> **The problem**: Print each entry exactly, all the way through.

> **Extracted records**:

────────────────

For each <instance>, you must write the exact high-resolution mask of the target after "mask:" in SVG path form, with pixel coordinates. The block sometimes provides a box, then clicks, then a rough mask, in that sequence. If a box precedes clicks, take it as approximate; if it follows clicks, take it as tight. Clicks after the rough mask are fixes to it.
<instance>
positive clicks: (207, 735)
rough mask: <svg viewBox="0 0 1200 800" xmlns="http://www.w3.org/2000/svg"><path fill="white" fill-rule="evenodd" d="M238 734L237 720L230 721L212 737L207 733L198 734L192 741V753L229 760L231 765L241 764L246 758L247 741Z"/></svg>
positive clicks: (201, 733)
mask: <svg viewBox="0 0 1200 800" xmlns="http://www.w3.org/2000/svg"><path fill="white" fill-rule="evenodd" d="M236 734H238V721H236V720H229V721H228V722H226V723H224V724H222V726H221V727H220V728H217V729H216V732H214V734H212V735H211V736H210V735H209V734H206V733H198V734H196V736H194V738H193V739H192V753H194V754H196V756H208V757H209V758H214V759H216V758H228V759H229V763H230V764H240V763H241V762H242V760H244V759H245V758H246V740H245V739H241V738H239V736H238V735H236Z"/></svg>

────────────────

> **Answer to this problem**:
For each <instance>, you must write the exact high-resolution mask of the target after "mask:" in SVG path form, with pixel coordinates. The block sometimes provides a box, then clicks, then a rough mask, in that sequence. If a box precedes clicks, take it as approximate; if it follows clicks, take it as tight. Clicks after the rough mask are fixes to it.
<instance>
positive clicks: (207, 735)
rough mask: <svg viewBox="0 0 1200 800" xmlns="http://www.w3.org/2000/svg"><path fill="white" fill-rule="evenodd" d="M238 734L237 720L230 721L212 737L207 733L198 734L192 741V753L229 760L231 765L241 764L246 758L247 741Z"/></svg>
positive clicks: (201, 733)
mask: <svg viewBox="0 0 1200 800" xmlns="http://www.w3.org/2000/svg"><path fill="white" fill-rule="evenodd" d="M236 734H238V721H236V720H229V721H228V722H226V723H224V724H222V726H221V727H220V728H217V729H216V732H214V734H212V735H211V736H210V735H209V734H206V733H198V734H196V736H194V738H193V739H192V753H194V754H196V756H208V757H209V758H214V759H216V758H228V759H229V763H230V764H240V763H241V762H242V760H244V759H245V758H246V740H245V739H241V738H239V736H238V735H236Z"/></svg>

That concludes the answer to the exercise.